> EXERCISE OBJECTIVE
Restate verbatim the span of lines below between the line with "Target: white petal" and the line with "Target: white flower with pink center", including those two lines, and only that span.

> PROVIDED DATA
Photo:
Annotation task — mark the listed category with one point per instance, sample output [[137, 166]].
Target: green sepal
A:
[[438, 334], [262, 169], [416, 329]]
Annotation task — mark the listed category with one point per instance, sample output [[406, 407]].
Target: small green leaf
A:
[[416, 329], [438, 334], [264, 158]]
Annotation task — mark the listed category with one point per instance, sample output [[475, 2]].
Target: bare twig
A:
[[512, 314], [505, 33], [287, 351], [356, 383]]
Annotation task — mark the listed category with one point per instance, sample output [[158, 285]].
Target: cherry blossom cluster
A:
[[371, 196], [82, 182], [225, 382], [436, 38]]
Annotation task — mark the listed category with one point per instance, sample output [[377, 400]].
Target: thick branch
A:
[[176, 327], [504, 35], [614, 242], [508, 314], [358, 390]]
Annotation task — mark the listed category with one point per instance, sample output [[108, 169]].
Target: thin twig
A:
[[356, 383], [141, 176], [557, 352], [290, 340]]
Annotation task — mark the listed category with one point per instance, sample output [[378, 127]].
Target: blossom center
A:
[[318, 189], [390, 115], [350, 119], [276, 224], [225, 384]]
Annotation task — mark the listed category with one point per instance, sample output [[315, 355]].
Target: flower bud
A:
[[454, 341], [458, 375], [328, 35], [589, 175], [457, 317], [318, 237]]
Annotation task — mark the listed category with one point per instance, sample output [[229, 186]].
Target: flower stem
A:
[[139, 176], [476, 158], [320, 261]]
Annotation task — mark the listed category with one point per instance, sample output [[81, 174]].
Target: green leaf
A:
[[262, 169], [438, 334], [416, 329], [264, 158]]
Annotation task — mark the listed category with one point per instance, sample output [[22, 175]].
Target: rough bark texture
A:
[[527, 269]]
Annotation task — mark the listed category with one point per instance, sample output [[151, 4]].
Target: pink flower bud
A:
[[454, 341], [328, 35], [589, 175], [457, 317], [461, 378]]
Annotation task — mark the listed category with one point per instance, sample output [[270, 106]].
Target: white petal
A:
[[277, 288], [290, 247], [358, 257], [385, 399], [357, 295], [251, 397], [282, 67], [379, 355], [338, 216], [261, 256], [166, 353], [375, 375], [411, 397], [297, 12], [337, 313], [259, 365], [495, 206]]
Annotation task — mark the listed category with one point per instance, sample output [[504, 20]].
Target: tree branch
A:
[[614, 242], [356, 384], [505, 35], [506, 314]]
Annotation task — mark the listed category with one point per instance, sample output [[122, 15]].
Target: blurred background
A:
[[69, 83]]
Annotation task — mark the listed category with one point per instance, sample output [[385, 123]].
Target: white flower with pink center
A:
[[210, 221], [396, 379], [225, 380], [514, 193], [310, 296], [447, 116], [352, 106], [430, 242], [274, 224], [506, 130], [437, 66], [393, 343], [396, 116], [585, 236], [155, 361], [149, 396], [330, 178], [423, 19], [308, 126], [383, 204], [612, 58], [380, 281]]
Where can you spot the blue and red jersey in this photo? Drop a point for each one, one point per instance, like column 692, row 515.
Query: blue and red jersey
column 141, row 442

> ANSWER SPACE
Target: white petal
A:
[[277, 288], [290, 247], [358, 257], [385, 399], [357, 295], [251, 397], [282, 67], [379, 355], [338, 216], [261, 256], [166, 353], [375, 375], [411, 397], [297, 12], [337, 313], [259, 365], [495, 206]]
Annotation task — mark the listed category with one point per instance, sample output [[504, 20]].
Target: tree branch
A:
[[614, 242], [356, 384], [505, 35], [506, 314]]
Annotation task — mark the listed category with one point per instance, sample output [[122, 15]].
Target: blurred background
A:
[[69, 83]]
Annotation task — mark the listed category with one point per instance, sample output [[385, 123]].
Target: white flower with pink center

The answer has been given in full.